+++ Input for this task +++
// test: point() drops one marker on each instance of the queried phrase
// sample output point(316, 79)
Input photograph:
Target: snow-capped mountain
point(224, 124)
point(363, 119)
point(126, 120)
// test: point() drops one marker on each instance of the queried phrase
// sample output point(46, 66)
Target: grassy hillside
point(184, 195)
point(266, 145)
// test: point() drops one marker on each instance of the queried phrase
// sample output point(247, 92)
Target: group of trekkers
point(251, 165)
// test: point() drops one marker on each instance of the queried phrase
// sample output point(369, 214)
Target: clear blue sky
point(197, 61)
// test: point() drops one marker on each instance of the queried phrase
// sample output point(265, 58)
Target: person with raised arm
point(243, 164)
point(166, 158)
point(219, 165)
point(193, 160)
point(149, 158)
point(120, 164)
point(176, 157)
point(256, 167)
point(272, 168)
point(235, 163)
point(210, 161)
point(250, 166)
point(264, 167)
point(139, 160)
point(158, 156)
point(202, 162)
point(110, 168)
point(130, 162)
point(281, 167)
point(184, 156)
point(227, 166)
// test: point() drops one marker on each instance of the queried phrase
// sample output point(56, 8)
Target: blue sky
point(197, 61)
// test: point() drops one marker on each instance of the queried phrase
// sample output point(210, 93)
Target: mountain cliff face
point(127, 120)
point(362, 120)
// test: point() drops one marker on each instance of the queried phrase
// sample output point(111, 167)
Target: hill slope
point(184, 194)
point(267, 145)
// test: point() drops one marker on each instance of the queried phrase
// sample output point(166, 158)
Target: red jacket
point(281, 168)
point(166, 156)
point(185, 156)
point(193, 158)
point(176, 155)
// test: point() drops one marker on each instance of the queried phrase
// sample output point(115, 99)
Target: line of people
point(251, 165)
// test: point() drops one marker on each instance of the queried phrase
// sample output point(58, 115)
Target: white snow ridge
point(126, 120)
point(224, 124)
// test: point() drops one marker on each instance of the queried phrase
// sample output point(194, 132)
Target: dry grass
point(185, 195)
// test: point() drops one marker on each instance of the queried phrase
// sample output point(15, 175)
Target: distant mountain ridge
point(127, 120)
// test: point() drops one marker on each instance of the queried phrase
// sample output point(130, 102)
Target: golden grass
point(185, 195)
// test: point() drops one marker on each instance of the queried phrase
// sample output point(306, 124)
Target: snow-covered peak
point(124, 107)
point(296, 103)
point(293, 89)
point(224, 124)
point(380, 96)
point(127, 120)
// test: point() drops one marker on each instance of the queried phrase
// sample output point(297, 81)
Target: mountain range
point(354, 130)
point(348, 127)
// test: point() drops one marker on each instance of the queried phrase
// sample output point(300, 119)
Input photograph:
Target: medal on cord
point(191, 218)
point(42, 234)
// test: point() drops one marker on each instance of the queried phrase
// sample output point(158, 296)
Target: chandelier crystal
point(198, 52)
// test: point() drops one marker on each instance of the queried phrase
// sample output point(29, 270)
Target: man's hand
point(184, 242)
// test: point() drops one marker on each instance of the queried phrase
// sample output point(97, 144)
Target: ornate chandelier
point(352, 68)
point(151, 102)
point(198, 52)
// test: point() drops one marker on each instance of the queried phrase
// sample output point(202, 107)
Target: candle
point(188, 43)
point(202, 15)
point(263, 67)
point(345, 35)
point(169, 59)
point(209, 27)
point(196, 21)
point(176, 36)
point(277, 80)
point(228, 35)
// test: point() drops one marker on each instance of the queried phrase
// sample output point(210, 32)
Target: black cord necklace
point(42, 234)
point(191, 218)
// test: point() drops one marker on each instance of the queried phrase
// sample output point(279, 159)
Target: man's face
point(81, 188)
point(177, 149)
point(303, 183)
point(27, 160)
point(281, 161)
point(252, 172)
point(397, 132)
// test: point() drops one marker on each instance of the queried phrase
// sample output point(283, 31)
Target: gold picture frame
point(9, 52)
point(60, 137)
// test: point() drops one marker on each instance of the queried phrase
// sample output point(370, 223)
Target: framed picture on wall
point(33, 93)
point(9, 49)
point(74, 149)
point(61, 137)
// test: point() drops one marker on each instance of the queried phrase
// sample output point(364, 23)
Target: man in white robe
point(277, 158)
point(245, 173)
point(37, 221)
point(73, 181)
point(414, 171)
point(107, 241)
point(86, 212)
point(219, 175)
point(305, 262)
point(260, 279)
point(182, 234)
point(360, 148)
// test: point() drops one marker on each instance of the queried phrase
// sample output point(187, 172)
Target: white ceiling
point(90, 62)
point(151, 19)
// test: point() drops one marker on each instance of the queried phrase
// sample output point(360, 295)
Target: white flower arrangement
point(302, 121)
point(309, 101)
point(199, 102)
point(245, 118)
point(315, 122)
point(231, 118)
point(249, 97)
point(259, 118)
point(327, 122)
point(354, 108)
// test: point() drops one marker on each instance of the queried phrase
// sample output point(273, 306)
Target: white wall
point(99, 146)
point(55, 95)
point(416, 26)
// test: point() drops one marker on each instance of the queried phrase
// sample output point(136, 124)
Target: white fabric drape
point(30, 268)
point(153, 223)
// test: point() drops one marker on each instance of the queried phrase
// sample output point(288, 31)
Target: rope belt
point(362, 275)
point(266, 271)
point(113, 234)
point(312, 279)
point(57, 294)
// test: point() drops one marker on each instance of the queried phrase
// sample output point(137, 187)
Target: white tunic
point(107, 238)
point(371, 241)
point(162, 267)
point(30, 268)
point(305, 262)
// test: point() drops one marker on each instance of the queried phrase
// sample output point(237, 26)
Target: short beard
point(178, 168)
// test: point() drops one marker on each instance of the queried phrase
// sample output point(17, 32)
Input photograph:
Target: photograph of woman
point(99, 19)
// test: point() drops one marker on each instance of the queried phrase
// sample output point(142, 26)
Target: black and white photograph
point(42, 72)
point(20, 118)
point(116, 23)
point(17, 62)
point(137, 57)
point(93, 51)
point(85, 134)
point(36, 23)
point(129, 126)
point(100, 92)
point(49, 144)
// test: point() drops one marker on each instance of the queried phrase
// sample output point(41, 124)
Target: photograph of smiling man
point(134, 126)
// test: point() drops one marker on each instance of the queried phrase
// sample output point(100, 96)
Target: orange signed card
+++
[Your task] Beginning with the line that has "Target: group of trekkers" and ending with the line that has "output point(265, 58)", set down the lines above exactly and include no others.

[Answer to this exercise]
Target: group of trekkers
point(251, 165)
// test: point() drops one marker on each instance of the queried phrase
// sample output point(369, 214)
Target: clear blue sky
point(197, 61)
// test: point() drops one marker on each instance of the queried phrase
// sample output point(265, 58)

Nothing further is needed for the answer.